* Sayfa Alıntısı

Bazı Avrupa ülkeleri ve Türkiye'nin tarımsal çevre ve ekonomi göstergelerine dayalı performanslarının ÇKKV yöntemleri ile değerlendirmesi

Öz

Amaç: Bu çalışma, bazı Avrupa Birliği ülkeleri ile Türkiye’nin tarımsal faaliyetlerinin çevre ve ekonomi üzerindeki etkilerini karşılaştırmalı olarak değerlendirmeyi amaçlamaktadır. Tarımsal çevre göstergeleri ile ekonomik üretim gücünü birlikte ele alan analiz, ülkelerin tarımsal sürdürülebilirlik düzeylerini bütüncül bir bakış açısıyla ortaya koymaktadır. Böylece çalışma, çevresel baskılar ile üretim yoğunluğu arasındaki dengenin ülkeler arasında nasıl farklılaştığını inceleyerek sürdürülebilir tarım politikalarının geliştirilmesine önemli ölçüde katkı sağlamaktadır. Tasarım/Metodoloji/Yaklaşım: Araştırmada, EUROSTAT veri tabanından elde edilen 2000–2023 dönemi yıllık ortalama değerlere dayanan on çevresel gösterge (K1–K10) ile FAOSTAT veri tabanından alınan 2019–2023 dönemi ortalama Brüt Üretim Değeri (K11) olmak üzere toplam on bir kriter kullanılmıştır. Yirmi sekiz ülke iki aşamalı olarak değerlendirilmiştir: İlk aşamada yalnızca çevresel kriterler dikkate alınmış; ikinci aşamada ekonomik boyutun analize dahil edilmesiyle sıralamalar yeniden oluşturulmuştur. Analiz sürecinde MOOSRA, MABAC, ROV, TOPSIS, PSI, WASPAS, REF-I ve REF-II yöntemleri uygulanmış; elde edilen sıralamalar BORDA yöntemi aracılığıyla bütünleştirilmiştir. Tüm hesaplamalar Python tabanlı Ka-Decision yazılımı kullanılarak kapsamlı şekilde gerçekleştirilmiştir. Bulgular: Çevresel göstergeler değerlendirildiğinde Estonya, Letonya, İsveç, Finlandiya ve Slovakya en yüksek performansa sahip ülkeler olarak belirlenmiştir. Ancak ekonomik kriterin dahil edilmesiyle bu ülkelerin genel sıralamada gerilediği; buna karşılık Fransa, Türkiye ve Almanya gibi yüksek üretim kapasitesine sahip ülkelerin öne çıktığı görülmüştür. Bu sonuç, çevresel performans ile üretim yoğunluğu arasında belirgin ters yönlü bir ilişki bulunduğunu göstermektedir. Radar grafiklerinde çevresel açıdan zayıf ülkelerin yüksek üretim kapasitelerine rağmen çevresel etkilerinin daha olumsuz olduğu görülmüştür. Özgünlük/Değer: Çalışma, çevresel ve ekonomik göstergelerin birlikte değerlendirilmesiyle tarımsal sürdürülebilirliğe çok boyutlu bir yaklaşım sunarak politika yapıcılar için son derece önemli stratejik çıktılar oluşturmaktadır.

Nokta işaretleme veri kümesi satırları

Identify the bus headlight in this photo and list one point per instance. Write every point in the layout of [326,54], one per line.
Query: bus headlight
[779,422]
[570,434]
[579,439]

* Görev Yönergesi
Tarımsal performans değerlendirmesini anlatan sayfa alıntısına göre, yalnızca çevresel göstergeler dikkate alındığında hangi ülkeler en yüksek performansa sahip olarak belirlenmiştir? Hepsini sıralayın.

* Yanıt
Estonya, Letonya, İsveç, Finlandiya ve Slovakya.